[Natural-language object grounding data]
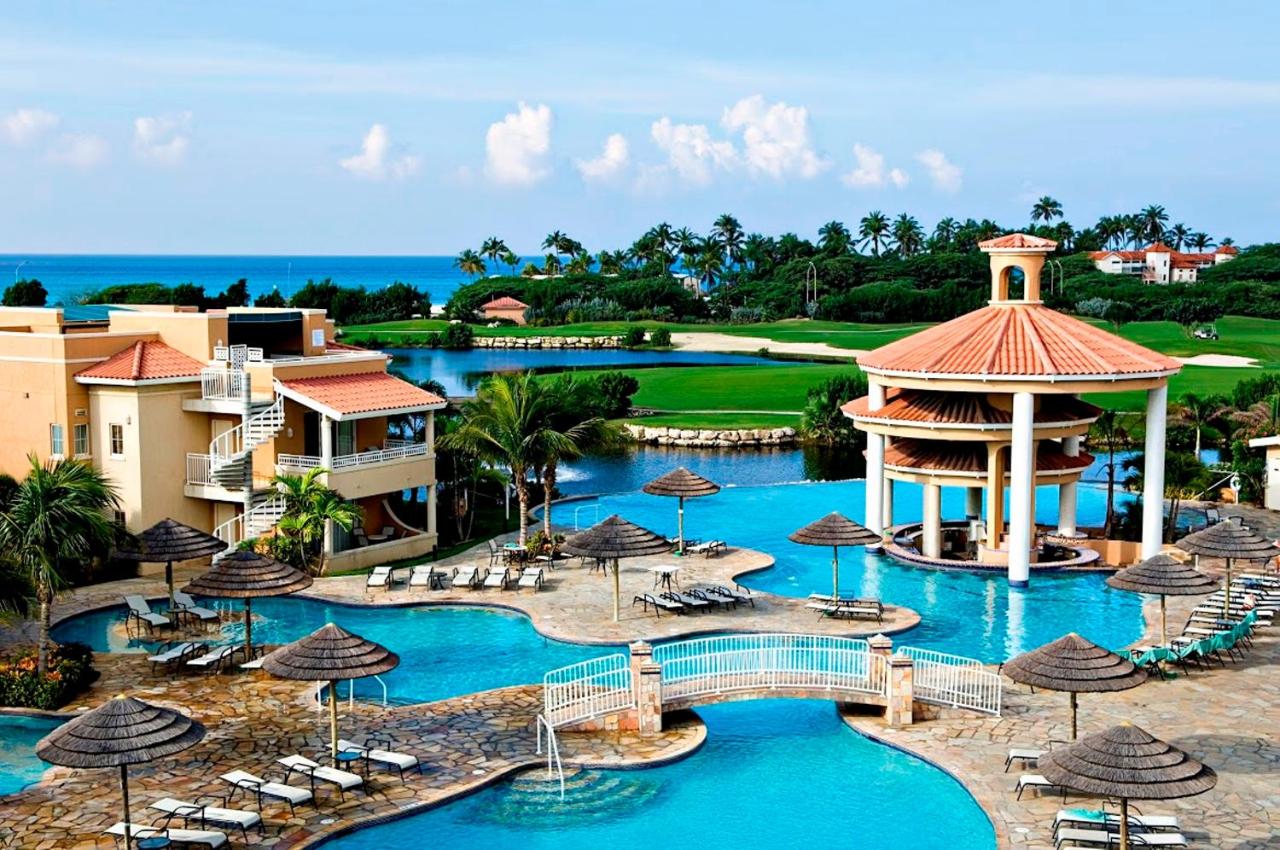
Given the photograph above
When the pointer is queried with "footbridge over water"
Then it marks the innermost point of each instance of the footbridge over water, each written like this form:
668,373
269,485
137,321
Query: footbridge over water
631,691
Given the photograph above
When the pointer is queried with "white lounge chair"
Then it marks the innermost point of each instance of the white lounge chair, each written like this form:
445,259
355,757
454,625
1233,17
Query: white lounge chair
202,837
210,814
188,608
141,611
396,761
260,787
342,780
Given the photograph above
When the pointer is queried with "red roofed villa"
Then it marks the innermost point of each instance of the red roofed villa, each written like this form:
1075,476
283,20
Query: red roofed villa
991,401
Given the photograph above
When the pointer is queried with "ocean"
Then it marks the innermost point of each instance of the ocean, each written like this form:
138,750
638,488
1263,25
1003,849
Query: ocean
67,277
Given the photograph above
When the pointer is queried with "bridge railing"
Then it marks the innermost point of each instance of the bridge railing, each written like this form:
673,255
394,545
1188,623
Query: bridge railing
588,690
711,666
942,679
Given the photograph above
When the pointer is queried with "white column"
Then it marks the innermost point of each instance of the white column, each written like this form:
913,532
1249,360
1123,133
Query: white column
1022,483
932,537
1153,473
1066,493
874,517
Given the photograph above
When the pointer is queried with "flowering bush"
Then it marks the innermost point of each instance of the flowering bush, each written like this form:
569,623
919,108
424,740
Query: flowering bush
71,670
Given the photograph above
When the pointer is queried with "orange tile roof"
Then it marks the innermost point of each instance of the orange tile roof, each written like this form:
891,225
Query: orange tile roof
1018,241
922,407
504,302
1016,341
360,393
941,456
144,360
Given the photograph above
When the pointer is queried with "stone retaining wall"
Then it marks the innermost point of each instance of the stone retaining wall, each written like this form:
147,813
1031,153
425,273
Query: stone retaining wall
713,438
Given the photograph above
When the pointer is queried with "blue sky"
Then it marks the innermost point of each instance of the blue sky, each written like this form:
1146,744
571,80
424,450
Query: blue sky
423,128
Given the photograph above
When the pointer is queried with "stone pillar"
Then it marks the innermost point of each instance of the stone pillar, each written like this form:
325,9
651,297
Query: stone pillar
1022,484
1066,493
900,709
874,519
932,534
1153,473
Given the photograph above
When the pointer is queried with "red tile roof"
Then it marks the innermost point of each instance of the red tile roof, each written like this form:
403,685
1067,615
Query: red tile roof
1018,241
360,393
1016,341
145,361
504,302
922,407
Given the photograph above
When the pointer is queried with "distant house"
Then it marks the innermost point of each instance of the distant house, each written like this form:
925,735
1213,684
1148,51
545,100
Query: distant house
1157,263
504,307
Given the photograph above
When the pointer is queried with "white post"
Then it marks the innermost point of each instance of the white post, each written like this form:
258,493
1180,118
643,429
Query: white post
874,517
1066,493
1022,474
1153,473
932,537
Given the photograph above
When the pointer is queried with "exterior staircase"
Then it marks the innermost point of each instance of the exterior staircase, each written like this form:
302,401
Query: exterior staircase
231,455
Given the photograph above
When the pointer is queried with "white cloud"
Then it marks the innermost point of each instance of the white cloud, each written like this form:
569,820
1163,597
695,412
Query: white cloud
161,138
611,161
26,126
78,150
945,174
775,137
691,152
516,147
374,160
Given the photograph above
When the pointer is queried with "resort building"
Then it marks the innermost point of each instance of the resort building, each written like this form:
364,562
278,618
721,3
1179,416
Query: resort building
191,415
1157,263
991,401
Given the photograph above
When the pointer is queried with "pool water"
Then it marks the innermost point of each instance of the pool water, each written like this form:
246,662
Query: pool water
19,766
773,773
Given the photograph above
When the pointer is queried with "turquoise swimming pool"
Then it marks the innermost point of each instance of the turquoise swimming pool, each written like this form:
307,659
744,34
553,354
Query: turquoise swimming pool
778,773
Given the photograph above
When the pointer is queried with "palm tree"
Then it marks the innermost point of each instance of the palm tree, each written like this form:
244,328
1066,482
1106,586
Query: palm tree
508,423
1046,210
873,229
60,512
470,263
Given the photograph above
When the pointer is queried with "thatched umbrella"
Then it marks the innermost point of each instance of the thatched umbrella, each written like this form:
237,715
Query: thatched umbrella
169,540
615,538
248,575
1229,542
835,530
1127,762
1164,576
119,732
681,484
332,654
1075,666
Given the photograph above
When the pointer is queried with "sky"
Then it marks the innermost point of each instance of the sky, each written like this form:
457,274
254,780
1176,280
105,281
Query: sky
169,127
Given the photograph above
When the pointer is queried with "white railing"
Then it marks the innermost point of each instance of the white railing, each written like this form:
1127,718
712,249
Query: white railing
712,666
224,384
588,690
952,680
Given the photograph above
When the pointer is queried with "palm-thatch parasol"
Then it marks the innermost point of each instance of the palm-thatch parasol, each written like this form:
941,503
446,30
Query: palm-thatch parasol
119,732
1229,542
615,538
681,484
1127,762
332,654
248,575
1164,576
1075,666
169,540
835,530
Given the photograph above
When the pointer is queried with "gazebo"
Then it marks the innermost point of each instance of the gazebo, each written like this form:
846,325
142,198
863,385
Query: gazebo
991,401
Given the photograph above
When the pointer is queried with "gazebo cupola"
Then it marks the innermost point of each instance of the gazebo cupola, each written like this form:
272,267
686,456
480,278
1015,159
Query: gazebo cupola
991,400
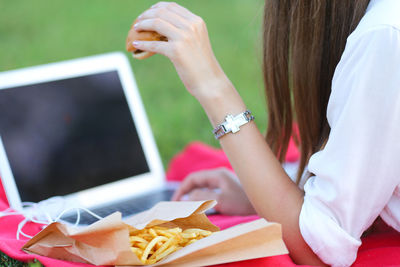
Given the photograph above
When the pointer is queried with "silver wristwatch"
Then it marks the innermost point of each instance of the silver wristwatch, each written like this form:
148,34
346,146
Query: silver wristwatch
232,124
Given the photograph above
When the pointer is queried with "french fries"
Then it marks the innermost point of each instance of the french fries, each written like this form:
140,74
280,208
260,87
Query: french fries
153,244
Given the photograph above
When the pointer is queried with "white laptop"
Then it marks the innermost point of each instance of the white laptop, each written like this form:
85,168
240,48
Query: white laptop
78,129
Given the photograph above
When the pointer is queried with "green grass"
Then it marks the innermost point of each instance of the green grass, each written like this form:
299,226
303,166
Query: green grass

**How to complete this task:**
Retype all of the data above word for word, excluding the pictures.

**Problem solution:**
Given the photograph above
When the pointer is queried with "footbridge over water"
Then it marks the innermost point of each instance of the footbridge over water, each written like this form:
668,373
269,485
137,321
Query: footbridge over water
631,691
Given the photograph above
When the pointer is queried with "white lounge chair"
Then it marks the innermost point of each instance of the white lounge chair, each written like this form:
445,259
355,757
454,625
1233,17
Query: white lounge chair
202,837
210,814
188,608
141,611
396,761
260,787
342,780
Given the photograph above
When the pointer is queried with "red roofed villa"
Then it marks the innermost point of each instance of the red roofed villa, each written like this form:
1075,476
283,20
Query: red roofed villa
991,401
Given the photograph above
When the pointer is queried with "ocean"
Then it marks the innermost point of each instance of the ocean, each written like this form:
138,750
638,488
1263,25
1003,849
Query: ocean
67,277
Given the photograph above
When the pointer is queried with "bridge railing"
Then it marks the innermost point of each instance of the bridge railing, each written like this form:
673,255
394,545
1188,623
Query: bridge railing
588,690
711,666
942,679
Given the photograph above
When the pointer is queried with "white column"
Then it marks the innermost point of each instance of the white column, each written like this form:
913,532
1249,360
1123,133
Query: white column
1022,483
932,537
1153,473
1066,493
874,517
Given the photograph above
When the pointer is queried with "flowering bush"
Then it marks the innermost point of each instance of the flowering bush, each written like this form:
569,623
919,108
424,740
Query: flowering bush
71,670
Given the photograph above
When the pointer is queried with "orange tile roof"
Then it marks the innermost point of each instance of the orange tile roof, each written like this form:
891,225
Query: orange tile roof
1018,241
922,407
504,302
1016,341
360,393
941,456
144,360
Given the photograph above
When the pointer is queried with "stone retaining wall"
Then it marks the innermost point of each instance of the stone retaining wall, each written like this form:
147,813
1031,153
425,273
Query: stone retaining wall
713,438
Given the photograph above
When the pointer is queried with "blue sky"
Then it marks the innermost point of each instance of the blue sky, each written like this form:
1146,744
571,80
424,450
Query: blue sky
423,128
Given the photograph above
When the pointer is queried with "stone pillar"
Then it marks the innermost point of each instance of the stone pillar, each written like this form:
325,9
651,297
Query: stone pillar
1022,484
1066,493
900,709
874,519
932,534
1153,473
Given the photograph above
When the pointer is queried with "red tile roof"
Then it marks the innermost point of each instance of the red tile roof, each written like this form:
403,685
1067,615
Query: red tile roof
1018,241
360,393
1016,341
145,361
504,302
922,407
Given the photograph above
When the pointer is queried with "distant house"
Then it marks the innermost point of each instance of the distant house, each written like this form:
925,735
1213,684
1148,51
545,100
Query: distant house
1157,263
504,307
Given the photograph above
When the pointer is queried with "white post"
Then it marks the innermost point of each instance of the white post, each written like this form:
258,493
1180,118
643,429
Query: white post
874,517
1066,493
1022,474
1153,473
932,537
Given the photograph above
When the pointer is queried with "exterior staircase"
Then it marks the innermost point of each instance of the exterior staircase, each written like this form:
302,401
Query: exterior staircase
231,455
Given the photograph above
When the pointer is queried with "white cloud"
Then it marks the innermost point of each instance of the white cloud, each written like this form:
569,820
1163,597
695,412
Query: white cloud
161,138
611,161
26,126
78,150
945,174
775,137
691,152
516,147
374,160
Given the photograph above
When the pointer is queried with "resort building"
Then it marks the innermost point of each instance of the resort building, each written like this form:
364,562
278,618
721,3
1179,416
Query: resort building
191,415
1157,263
991,401
Given the photograph above
When the pointer is queried with "pool water"
Then it marks the innermost point of each instance of the pool water, each written like this form:
246,662
Query: pool water
19,766
773,773
Given the photograph above
When the pointer is queried with "turquoise swimming pool"
Then it marks the innermost point of each instance of the turquoise swimming pool, each written like this form:
307,659
744,34
553,354
Query: turquoise swimming pool
778,773
Given the photograph above
When the pointer is queried with "palm tree"
Then it marks the innermost point of each instance of the palm tree, each written like this form:
244,328
1066,482
1106,586
Query: palm tree
508,423
1046,210
873,229
60,512
470,263
Given the photograph above
When the pointer is queried with "thatched umbrella"
Then it marks the innermost point of each instance of the thatched umbrella, each written like this form:
237,715
Query: thatched umbrella
169,540
615,538
248,575
1229,542
835,530
1127,762
1164,576
119,732
681,484
332,654
1075,666
Given the photograph above
When the pointer is queried with "sky"
Then it marks the innermost point of each instance of the sky, each written like this form:
457,274
254,780
1176,280
105,281
Query: sky
169,127
Given the photograph above
When the pointer is queried with "white railing"
Then it marks the innermost point of each instance of the white railing, each written like this form:
1127,718
712,249
Query: white railing
712,666
224,384
588,690
952,680
Given the photograph above
When the pointer is queried with "palm-thatch parasol"
Then it marks the innermost point of each instance of the palm-thatch parasol, each written like this form:
941,503
446,30
Query: palm-thatch parasol
119,732
1229,542
615,538
681,484
1127,762
332,654
248,575
1164,576
1075,666
169,540
835,530
Given the photograph above
When the pointer is queried with "gazebo"
Then it marks the innermost point of each instance of the gazebo, each written like this form:
846,325
142,198
863,385
Query: gazebo
991,401
Given the photograph above
When the pointer is queried with "gazebo cupola"
Then it marks the innermost point of each instance of the gazebo cupola, each written like this form:
272,267
686,456
480,278
1015,159
Query: gazebo cupola
991,400
Given the photograph above
When the pointer is queried with "silver wristwatch"
Then it marks the innermost point of each instance of the silver wristwatch, each written like this form:
148,34
346,146
Query: silver wristwatch
232,124
Given the photograph above
When the pointer is queried with "french fries"
Then it marks the innermost point of each instance of the french fries, each written like this form:
140,74
280,208
260,87
Query: french fries
153,244
Given the photograph above
When the pointer is queried with "white laptop"
Then it marks the innermost point of each instance of the white laptop, each written like this form:
85,168
240,48
Query: white laptop
78,129
Given the photograph above
When the pointer is queried with "green grass"
Then it marks the innermost point of each instance of the green grass, each written like this form:
299,226
303,166
Query: green grass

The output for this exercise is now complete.